Algumas palavras têm o
poder de trazer consigo uma imensa carga de sentimentos, emoções,
expectativas, sonhos, desejos e quereres. São, a um só tempo, misto de
poesia, de filosofia, de arte... Expressá-las e professá-las pode
significar a mudança, a transformação, a transcendência. A junção de
suas sílabas tem uma força capaz de mudar o mundo e, em casos extremos,
funciona como um artifício bélico do bem, utilizado pelos desbravadores
de novos tempos e pelos descobridores de novos caminhos. São armas que
injetam ânimo, coragem, sensibilidade, talento. Dessa forma, podemos
definir o amplo leque de sentidos e potencialidades da palavra educação,
cuja beleza está em desvendar novos amanhãs e promissores horizontes.
A todos nós, educadores, foi concedida a oportunidade de contribuir para
promovê-la, transmitindo e propagando o desejo pelo conhecimento.

INSTRUÇÃO 1 -
Reproduza palavra por palavra, no texto sobre a palavra educação, tudo o que vai de "Algumas palavras têm" até "e promissores horizontes.".
INSTRUÇÃO 2 -
Segundo o texto sobre a palavra educação, em que está a beleza dessa palavra?
Não é preciso consultar os registros.

TRECHOS DE DADOS -

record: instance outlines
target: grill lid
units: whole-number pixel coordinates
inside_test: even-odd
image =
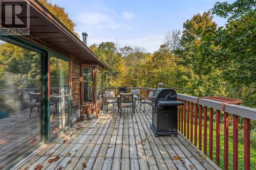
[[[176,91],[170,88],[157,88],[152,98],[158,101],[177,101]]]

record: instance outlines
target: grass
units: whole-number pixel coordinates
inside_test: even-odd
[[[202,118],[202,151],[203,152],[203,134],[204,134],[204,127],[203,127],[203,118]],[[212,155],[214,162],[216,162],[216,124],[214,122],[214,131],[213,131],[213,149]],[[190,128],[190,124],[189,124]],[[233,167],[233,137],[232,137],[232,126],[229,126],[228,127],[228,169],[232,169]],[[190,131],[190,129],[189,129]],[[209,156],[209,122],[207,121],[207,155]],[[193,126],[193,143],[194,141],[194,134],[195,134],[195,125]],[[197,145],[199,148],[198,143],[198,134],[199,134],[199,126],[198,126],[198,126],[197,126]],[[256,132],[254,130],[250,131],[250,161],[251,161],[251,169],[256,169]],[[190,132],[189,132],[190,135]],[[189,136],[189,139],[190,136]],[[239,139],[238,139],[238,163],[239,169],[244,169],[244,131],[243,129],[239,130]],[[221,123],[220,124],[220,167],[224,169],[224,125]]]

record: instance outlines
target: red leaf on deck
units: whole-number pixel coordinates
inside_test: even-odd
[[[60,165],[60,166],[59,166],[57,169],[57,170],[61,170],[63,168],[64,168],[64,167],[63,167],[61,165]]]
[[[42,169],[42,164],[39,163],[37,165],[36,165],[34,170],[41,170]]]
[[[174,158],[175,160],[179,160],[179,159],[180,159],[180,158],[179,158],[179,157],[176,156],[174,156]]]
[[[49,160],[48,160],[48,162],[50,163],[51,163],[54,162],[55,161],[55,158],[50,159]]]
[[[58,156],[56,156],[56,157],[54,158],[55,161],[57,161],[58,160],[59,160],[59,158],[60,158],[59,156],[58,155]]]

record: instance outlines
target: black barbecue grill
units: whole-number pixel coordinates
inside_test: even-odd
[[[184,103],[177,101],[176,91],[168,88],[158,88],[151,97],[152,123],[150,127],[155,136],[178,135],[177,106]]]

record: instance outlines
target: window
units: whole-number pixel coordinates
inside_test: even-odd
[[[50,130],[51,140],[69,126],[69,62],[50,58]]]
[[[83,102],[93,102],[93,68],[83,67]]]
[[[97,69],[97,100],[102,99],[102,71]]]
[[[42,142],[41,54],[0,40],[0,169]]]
--
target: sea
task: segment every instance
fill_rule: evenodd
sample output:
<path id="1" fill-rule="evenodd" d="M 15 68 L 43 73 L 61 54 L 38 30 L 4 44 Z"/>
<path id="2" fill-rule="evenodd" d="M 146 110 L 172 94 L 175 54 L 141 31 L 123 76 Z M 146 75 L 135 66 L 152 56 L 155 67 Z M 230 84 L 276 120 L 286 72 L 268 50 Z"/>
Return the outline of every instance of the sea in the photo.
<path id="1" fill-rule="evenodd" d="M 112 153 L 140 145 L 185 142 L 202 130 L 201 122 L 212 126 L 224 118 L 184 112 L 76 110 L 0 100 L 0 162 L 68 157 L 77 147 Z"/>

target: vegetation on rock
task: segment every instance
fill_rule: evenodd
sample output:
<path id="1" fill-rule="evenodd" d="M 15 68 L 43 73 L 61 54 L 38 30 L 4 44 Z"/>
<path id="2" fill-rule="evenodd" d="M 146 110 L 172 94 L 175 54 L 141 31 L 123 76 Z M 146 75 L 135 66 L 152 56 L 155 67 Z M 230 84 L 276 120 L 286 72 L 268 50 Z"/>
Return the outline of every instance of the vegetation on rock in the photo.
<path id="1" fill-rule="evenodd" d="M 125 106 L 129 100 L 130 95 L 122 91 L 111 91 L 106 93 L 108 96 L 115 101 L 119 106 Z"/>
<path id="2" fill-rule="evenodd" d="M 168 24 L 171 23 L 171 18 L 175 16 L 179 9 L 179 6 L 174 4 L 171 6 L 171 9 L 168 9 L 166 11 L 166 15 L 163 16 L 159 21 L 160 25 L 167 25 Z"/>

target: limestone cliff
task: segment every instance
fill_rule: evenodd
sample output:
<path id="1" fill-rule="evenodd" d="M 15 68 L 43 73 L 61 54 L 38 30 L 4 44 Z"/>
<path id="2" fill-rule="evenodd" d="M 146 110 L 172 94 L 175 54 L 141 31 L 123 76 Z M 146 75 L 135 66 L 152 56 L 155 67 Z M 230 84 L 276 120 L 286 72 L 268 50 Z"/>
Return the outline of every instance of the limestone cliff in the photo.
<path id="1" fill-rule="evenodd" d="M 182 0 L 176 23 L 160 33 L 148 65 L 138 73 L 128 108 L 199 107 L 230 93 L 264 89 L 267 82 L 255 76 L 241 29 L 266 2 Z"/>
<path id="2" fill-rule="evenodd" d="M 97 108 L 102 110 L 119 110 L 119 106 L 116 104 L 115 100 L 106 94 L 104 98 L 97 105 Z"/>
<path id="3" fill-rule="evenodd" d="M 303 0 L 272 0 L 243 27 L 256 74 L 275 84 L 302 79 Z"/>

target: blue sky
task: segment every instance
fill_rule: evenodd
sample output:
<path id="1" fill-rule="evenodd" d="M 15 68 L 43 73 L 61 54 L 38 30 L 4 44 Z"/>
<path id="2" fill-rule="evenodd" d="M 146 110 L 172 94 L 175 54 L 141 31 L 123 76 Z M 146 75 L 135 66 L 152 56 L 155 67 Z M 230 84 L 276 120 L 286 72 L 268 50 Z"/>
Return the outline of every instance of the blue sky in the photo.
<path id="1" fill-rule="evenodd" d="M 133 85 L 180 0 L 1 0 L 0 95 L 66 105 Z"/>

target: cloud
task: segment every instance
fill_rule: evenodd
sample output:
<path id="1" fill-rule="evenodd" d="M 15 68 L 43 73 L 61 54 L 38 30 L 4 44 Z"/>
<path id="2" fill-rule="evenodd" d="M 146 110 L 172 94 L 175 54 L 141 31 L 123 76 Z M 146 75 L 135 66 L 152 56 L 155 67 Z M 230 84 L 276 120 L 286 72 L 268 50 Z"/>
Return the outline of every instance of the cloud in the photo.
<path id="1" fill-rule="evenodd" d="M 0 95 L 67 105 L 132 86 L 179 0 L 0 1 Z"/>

RESPOSTA COMPLETA 1 -
Algumas palavras têm o
poder de trazer consigo uma imensa carga de sentimentos, emoções,
expectativas, sonhos, desejos e quereres. São, a um só tempo, misto de
poesia, de filosofia, de arte... Expressá-las e professá-las pode
significar a mudança, a transformação, a transcendência. A junção de
suas sílabas tem uma força capaz de mudar o mundo e, em casos extremos,
funciona como um artifício bélico do bem, utilizado pelos desbravadores
de novos tempos e pelos descobridores de novos caminhos. São armas que
injetam ânimo, coragem, sensibilidade, talento. Dessa forma, podemos
definir o amplo leque de sentidos e potencialidades da palavra educação,
cuja beleza está em desvendar novos amanhãs e promissores horizontes.

RESPOSTA COMPLETA 2 -
Está em desvendar novos amanhãs e promissores horizontes.